**THE REQUEST**
Transcribe every line of the records verbatim.

**MATERIAL TO PROCESS**
■ ■ ■

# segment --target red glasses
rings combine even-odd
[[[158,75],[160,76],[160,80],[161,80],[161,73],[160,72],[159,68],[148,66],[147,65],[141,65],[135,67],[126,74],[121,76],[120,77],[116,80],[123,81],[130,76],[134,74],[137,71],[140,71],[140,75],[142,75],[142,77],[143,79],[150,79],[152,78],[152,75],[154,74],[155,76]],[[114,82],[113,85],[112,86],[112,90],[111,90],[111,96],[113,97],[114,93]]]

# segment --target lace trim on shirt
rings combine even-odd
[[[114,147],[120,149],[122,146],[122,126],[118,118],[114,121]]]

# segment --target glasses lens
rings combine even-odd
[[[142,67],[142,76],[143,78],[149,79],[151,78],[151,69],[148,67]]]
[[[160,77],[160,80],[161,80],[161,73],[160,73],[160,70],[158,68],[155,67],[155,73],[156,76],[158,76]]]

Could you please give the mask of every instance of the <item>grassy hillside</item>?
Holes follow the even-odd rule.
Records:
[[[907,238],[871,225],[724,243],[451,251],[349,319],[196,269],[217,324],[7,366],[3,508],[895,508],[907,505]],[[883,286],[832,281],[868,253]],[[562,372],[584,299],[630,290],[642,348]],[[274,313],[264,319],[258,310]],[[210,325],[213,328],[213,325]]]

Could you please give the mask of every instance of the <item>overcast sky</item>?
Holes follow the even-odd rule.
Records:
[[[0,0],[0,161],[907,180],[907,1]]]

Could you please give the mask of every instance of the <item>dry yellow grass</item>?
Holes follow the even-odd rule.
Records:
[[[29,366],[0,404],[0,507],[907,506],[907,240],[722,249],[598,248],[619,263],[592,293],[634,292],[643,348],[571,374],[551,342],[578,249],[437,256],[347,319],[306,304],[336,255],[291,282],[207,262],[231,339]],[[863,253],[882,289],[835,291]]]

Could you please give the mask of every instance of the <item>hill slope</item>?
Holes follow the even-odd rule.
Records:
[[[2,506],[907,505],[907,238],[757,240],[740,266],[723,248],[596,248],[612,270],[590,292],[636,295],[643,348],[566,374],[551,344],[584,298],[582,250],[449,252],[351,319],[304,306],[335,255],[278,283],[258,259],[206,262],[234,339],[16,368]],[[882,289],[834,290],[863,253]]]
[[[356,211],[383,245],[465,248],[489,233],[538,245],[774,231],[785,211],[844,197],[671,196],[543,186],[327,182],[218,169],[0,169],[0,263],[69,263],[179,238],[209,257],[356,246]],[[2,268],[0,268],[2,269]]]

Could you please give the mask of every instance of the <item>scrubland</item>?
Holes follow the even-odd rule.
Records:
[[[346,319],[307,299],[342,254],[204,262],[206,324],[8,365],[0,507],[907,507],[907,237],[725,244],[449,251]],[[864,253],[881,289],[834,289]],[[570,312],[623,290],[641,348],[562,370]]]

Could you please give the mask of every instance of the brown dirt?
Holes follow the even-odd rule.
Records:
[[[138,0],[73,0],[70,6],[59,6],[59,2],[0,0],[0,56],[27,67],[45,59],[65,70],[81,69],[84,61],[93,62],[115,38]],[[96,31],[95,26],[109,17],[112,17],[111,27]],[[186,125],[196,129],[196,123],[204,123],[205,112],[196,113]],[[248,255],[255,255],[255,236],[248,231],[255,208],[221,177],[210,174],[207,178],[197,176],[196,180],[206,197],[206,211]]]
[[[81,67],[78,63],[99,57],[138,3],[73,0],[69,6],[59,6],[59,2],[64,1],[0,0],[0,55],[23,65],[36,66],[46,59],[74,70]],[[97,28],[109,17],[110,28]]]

■ ■ ■

**RESULT**
# segment --target red glasses
rings combine even-odd
[[[158,75],[160,76],[160,80],[161,80],[161,73],[160,72],[159,68],[148,66],[147,65],[141,65],[135,67],[126,74],[121,76],[120,77],[116,80],[123,81],[130,76],[134,74],[137,71],[140,71],[140,75],[142,75],[142,77],[143,79],[150,79],[152,78],[152,75],[154,74],[155,76]],[[114,82],[113,85],[112,86],[112,90],[111,90],[111,96],[113,97],[114,93]]]

# segment --target lace trim on shirt
rings combine even-odd
[[[114,147],[120,149],[122,146],[122,126],[118,118],[114,121]]]

# segment --target glasses lens
rings combine even-odd
[[[142,67],[142,76],[143,78],[149,79],[151,78],[151,69],[148,67]]]
[[[160,77],[160,80],[161,80],[161,73],[160,73],[160,70],[158,68],[155,67],[155,73],[156,76],[158,76]]]

Could you please give the mask of every instance of the <item>grassy hillside</item>?
Holes follow the even-odd rule.
Records:
[[[907,238],[871,225],[724,243],[451,251],[349,319],[196,269],[217,324],[7,366],[3,508],[895,508],[907,505]],[[883,286],[832,281],[868,253]],[[562,372],[584,299],[630,290],[642,348]],[[274,313],[264,319],[258,310]],[[210,325],[213,328],[213,325]]]

Could you please give the mask of every instance of the <item>overcast sky</item>?
Holes follow the even-odd rule.
Records:
[[[0,0],[0,161],[907,180],[907,1]]]

Could you please give the mask of every instance of the <item>dry yellow grass</item>?
Holes follow the even-odd rule.
Records:
[[[29,366],[0,404],[0,507],[907,506],[907,240],[722,249],[598,248],[619,263],[592,293],[634,292],[643,348],[571,374],[551,342],[578,249],[437,256],[347,319],[306,304],[336,255],[291,282],[207,262],[231,339]],[[863,253],[882,289],[835,291]]]

Could you please give the mask of every instance of the <item>hill slope</item>?
Holes follow the even-odd rule.
Records:
[[[2,506],[907,505],[907,238],[757,240],[740,266],[723,248],[596,248],[612,270],[590,292],[636,295],[643,348],[566,374],[551,344],[584,298],[582,250],[449,252],[351,319],[304,306],[335,255],[278,283],[258,259],[206,262],[234,339],[16,368]],[[882,289],[834,290],[863,253]]]
[[[356,211],[383,245],[465,248],[489,233],[538,245],[774,231],[785,211],[844,197],[671,196],[543,186],[327,182],[218,169],[0,169],[0,263],[69,263],[179,238],[209,257],[356,246]],[[2,268],[0,268],[2,269]]]

Could you please give the mask of every instance of the <item>scrubland</item>?
Holes follow the even-odd rule.
Records:
[[[346,319],[307,299],[342,254],[204,262],[206,324],[8,365],[0,507],[907,507],[907,237],[725,244],[449,251]],[[864,253],[881,289],[834,289]],[[570,312],[623,290],[641,348],[562,370]]]

Could you please give the mask of every instance of the brown dirt?
Holes follow the even-odd rule.
Records:
[[[138,0],[73,0],[70,6],[59,6],[59,2],[0,0],[0,56],[27,67],[45,59],[65,70],[81,69],[84,61],[93,62],[115,38]],[[96,31],[95,26],[109,17],[112,17],[111,27]],[[186,125],[196,129],[196,123],[204,123],[205,112],[196,113]],[[248,255],[255,255],[255,236],[248,231],[255,208],[221,177],[210,174],[207,178],[197,176],[196,180],[206,197],[206,211]]]
[[[81,67],[78,63],[99,57],[138,3],[73,0],[69,6],[59,6],[59,2],[64,1],[0,0],[0,55],[23,65],[36,66],[46,59],[74,70]],[[97,28],[109,17],[110,28]]]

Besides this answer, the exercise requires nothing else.